Output the records. Match them exactly.

++++ Dataset content ++++

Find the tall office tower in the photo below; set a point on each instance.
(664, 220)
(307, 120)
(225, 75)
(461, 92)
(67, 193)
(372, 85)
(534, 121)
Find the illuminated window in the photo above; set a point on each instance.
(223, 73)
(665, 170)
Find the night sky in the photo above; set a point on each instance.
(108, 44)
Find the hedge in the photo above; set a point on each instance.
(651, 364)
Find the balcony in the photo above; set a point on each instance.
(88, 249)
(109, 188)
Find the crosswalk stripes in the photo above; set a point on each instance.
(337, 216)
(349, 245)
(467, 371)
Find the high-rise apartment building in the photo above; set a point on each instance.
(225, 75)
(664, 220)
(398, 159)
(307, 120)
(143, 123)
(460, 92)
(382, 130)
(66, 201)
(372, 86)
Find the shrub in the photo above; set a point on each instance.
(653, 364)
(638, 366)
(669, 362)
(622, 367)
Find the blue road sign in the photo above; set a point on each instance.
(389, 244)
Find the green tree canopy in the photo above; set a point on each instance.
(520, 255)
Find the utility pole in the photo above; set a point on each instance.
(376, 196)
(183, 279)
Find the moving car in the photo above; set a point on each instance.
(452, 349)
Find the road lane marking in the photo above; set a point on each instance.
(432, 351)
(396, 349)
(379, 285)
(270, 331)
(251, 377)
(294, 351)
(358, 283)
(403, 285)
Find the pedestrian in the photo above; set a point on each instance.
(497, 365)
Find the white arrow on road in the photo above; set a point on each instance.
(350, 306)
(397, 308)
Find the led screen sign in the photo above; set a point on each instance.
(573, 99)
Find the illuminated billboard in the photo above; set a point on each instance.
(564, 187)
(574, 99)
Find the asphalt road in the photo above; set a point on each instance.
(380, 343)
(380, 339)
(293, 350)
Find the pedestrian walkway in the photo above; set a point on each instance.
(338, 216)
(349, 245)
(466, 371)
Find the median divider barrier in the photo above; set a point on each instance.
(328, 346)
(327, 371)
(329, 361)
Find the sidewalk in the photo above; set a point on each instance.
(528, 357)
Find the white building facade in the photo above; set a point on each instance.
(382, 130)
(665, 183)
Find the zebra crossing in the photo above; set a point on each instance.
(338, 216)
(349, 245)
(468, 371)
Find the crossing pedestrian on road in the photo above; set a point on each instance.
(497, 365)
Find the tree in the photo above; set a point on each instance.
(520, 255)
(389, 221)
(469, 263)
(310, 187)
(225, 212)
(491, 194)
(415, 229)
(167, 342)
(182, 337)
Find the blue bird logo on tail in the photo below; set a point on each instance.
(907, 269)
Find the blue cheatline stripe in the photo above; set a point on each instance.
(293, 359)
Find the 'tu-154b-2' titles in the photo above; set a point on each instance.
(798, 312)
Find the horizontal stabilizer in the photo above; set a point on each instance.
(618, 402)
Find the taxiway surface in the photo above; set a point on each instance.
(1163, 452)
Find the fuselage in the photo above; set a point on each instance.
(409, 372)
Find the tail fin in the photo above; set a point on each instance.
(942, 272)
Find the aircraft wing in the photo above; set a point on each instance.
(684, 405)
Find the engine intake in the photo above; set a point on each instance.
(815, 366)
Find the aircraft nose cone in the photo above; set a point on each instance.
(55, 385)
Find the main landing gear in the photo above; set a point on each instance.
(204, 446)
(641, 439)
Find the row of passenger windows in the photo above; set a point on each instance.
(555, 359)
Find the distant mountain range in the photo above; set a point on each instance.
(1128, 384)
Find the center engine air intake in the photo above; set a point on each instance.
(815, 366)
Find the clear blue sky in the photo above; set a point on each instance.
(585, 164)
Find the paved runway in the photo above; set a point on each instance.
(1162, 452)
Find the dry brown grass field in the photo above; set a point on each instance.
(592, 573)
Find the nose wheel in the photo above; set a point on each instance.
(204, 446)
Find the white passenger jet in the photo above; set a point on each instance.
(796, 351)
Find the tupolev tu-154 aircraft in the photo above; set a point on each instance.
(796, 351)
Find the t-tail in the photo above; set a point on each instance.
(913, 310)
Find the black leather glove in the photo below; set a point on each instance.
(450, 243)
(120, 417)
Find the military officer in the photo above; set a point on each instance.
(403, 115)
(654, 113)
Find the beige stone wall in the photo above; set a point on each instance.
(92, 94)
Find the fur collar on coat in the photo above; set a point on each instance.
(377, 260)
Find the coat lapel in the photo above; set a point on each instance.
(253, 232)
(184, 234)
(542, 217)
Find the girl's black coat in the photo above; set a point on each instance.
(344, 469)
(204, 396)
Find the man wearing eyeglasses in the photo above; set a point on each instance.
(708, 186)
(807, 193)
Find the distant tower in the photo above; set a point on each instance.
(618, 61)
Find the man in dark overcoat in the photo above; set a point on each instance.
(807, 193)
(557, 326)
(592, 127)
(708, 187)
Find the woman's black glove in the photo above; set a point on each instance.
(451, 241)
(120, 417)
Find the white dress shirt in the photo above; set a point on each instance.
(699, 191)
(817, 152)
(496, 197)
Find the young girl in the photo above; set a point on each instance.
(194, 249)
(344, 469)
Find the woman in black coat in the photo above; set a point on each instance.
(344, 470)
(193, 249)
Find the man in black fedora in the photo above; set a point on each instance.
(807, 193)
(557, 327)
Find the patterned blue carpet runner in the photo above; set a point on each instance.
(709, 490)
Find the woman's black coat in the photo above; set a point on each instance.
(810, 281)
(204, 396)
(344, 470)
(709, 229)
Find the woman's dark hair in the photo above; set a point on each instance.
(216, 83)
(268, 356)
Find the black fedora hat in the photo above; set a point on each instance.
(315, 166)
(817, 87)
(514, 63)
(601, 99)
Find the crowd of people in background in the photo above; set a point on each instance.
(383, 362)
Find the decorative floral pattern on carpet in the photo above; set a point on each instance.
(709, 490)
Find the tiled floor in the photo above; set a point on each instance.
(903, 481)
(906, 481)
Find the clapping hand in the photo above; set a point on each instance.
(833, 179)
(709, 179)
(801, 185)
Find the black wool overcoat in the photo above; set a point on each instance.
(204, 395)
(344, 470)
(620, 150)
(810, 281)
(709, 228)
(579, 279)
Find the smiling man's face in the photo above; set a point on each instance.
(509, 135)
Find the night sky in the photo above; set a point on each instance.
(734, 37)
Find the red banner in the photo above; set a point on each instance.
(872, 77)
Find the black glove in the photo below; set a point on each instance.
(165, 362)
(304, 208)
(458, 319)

++++

**Correct answer**
Find the tall office tower in the photo below; set a point on each instance.
(664, 220)
(307, 120)
(225, 75)
(461, 92)
(67, 193)
(372, 85)
(534, 121)
Find the illuminated window in the photo above; set a point on each instance.
(223, 73)
(665, 170)
Find the night sky in the photo above; set a point on each instance.
(108, 44)
Find the hedge in the photo above; set a point on each instance.
(651, 364)
Find the balcony in the photo above; set a point on each instance.
(88, 249)
(109, 188)
Find the crosswalk stripes in the photo above; set a point on each instance.
(337, 216)
(349, 245)
(467, 371)
Find the high-rise apartment building in the photo above; set a point on each instance.
(225, 75)
(664, 220)
(398, 159)
(307, 120)
(143, 123)
(460, 92)
(382, 130)
(66, 201)
(372, 86)
Find the shrub in the photo above; set a point on each instance.
(653, 364)
(638, 366)
(669, 362)
(622, 367)
Find the blue road sign in the photo above; set a point on each instance.
(389, 244)
Find the green tree canopy in the photo above; set a point on each instance.
(520, 255)
Find the utility pole in the photo above; set a point on each instance.
(376, 196)
(183, 279)
Find the moving car in the photo above; set a point on each instance.
(452, 349)
Find the road lane marking in the photo above; set a point on each instance.
(432, 351)
(396, 349)
(379, 285)
(270, 331)
(251, 377)
(294, 351)
(358, 283)
(403, 285)
Find the pedestrian in the photo above; set a point on each instance.
(497, 365)
Find the white arrow on road in the photo above; set a point on each instance.
(350, 306)
(397, 308)
Find the led screen sign in the photo above; set a point on each instance.
(573, 99)
Find the illuminated billboard in the photo above; set a point on each instance.
(564, 187)
(574, 99)
Find the asphalt road in the photo above; set a point on each instance.
(380, 343)
(380, 339)
(293, 350)
Find the pedestrian walkway in the photo above; set a point on each instance.
(338, 216)
(349, 245)
(466, 371)
Find the median divider barrier in the photo above; set a point on each instance.
(328, 346)
(327, 371)
(329, 361)
Find the sidewalk in the photo above; set a point on each instance.
(528, 357)
Find the white building facade in the photo above; set a point on each instance.
(382, 130)
(665, 183)
Find the zebra crossing in the photo above; set a point on each instance.
(338, 216)
(349, 245)
(468, 371)
Find the crossing pedestrian on road in the photo above; set a point on each instance.
(497, 365)
Find the tree in the photo above; set a point on each instance.
(520, 255)
(389, 221)
(469, 263)
(310, 187)
(225, 212)
(491, 194)
(415, 229)
(167, 342)
(182, 337)
Find the blue bird logo on tail in the photo below; set a point on each instance.
(907, 269)
Find the blue cheatline stripe in the photo above; set a point on each instance.
(293, 359)
Find the 'tu-154b-2' titles in the photo above; set a point on each instance.
(798, 312)
Find the horizontal stabilizer in the photo above; set a point on each instance.
(618, 402)
Find the taxiway surface in the photo above; set a point on each instance.
(1163, 452)
Find the fuselage in the photo above; set a point on each instance.
(409, 372)
Find the tail fin in the photo above; set a point on each instance.
(942, 272)
Find the aircraft wing in the photo above; set a point on each instance.
(684, 405)
Find the engine intake in the photo above; set a point on each instance.
(815, 366)
Find the aircraft nose cone in the photo above; set a point on each instance.
(55, 385)
Find the main landing gear in the photo above; set a point on each instance.
(204, 446)
(641, 439)
Find the row of passenger windows in the photo above; set a point on each instance.
(555, 359)
Find the distant mountain range in the photo above; set a point on each instance.
(1128, 384)
Find the center engine air intake in the photo above; set a point on each instance.
(815, 366)
Find the clear blue sky in the photo above; set a point on each instance.
(585, 164)
Find the paved runway in the photo above; set a point on each instance.
(1162, 452)
Find the dry brown grass field in the photo above; set a point on each instance.
(592, 573)
Find the nose wheel in the photo above; set a point on each instance.
(204, 446)
Find the white passenger jet in the photo above; set a point on each instance.
(796, 351)
Find the tupolev tu-154 aircraft in the photo above; set a point on each instance.
(796, 351)
Find the t-tail in the photo above; set a point on each instance.
(913, 310)
Find the black leather glove in the photo below; set a point on each instance.
(450, 243)
(120, 417)
Find the military officer in the photo above; set a point on each instance.
(403, 115)
(654, 113)
Find the beige stone wall in the photo above; set a point on each instance.
(92, 94)
Find the fur collar on coat in the photo above; set a point on each instance.
(377, 260)
Find the coat lapel in the photo above; set a point on each instance.
(253, 232)
(184, 234)
(542, 217)
Find the girl's black coat in the photo above; set a point on each instance.
(344, 469)
(204, 396)
Find the man wearing eyeglasses in the photo above; set a point on each instance.
(708, 186)
(807, 193)
Find the distant tower in the photo above; set a point on each instance.
(618, 61)
Find the man in dark overcoat in the photo above; set a point on each instance.
(807, 193)
(557, 326)
(592, 127)
(708, 187)
Find the woman's black glove in the photo above; set a point on each instance.
(451, 241)
(120, 417)
Find the white dress shirt in the photo above; set a point on each instance.
(699, 191)
(817, 152)
(496, 197)
Find the young girl in the photo above; set a point on each instance.
(194, 249)
(344, 469)
Find the woman in black coat in the photo above; set a point on each instance.
(344, 470)
(193, 249)
Find the man in black fedora in the photo above; set a point on each instance.
(807, 193)
(557, 327)
Find the patterned blue carpet runner in the photo above; set a point on each instance.
(709, 490)
Find the woman's black coat in the photo above; set a point on each instance.
(810, 281)
(204, 396)
(344, 470)
(709, 229)
Find the woman's dark hair in the photo above; set a point on each instance.
(216, 83)
(268, 356)
Find the black fedora hat in the photo above; set a point on each instance.
(315, 166)
(817, 87)
(514, 63)
(601, 99)
Find the crowd of people in background in the photo above; set a point on each instance.
(383, 362)
Find the decorative floral pattern on carpet in the photo above; set a point on each instance.
(709, 490)
Find the tiled floor in the photo above; set a point on each instance.
(903, 481)
(906, 481)
Find the clapping hand in the photo above; set a point on each instance.
(833, 179)
(709, 179)
(801, 185)
Find the black wool overcoat in the photo above; set a point on each instance.
(204, 395)
(344, 470)
(620, 150)
(810, 281)
(709, 228)
(579, 279)
Find the smiling man's face in the photo above; set a point on each instance.
(509, 135)
Find the night sky in the photo above; set a point on each instance.
(734, 37)
Find the red banner in the photo above; set a point on each instance.
(872, 77)
Find the black glove in the photo below; set a point on each instance.
(165, 362)
(304, 208)
(458, 319)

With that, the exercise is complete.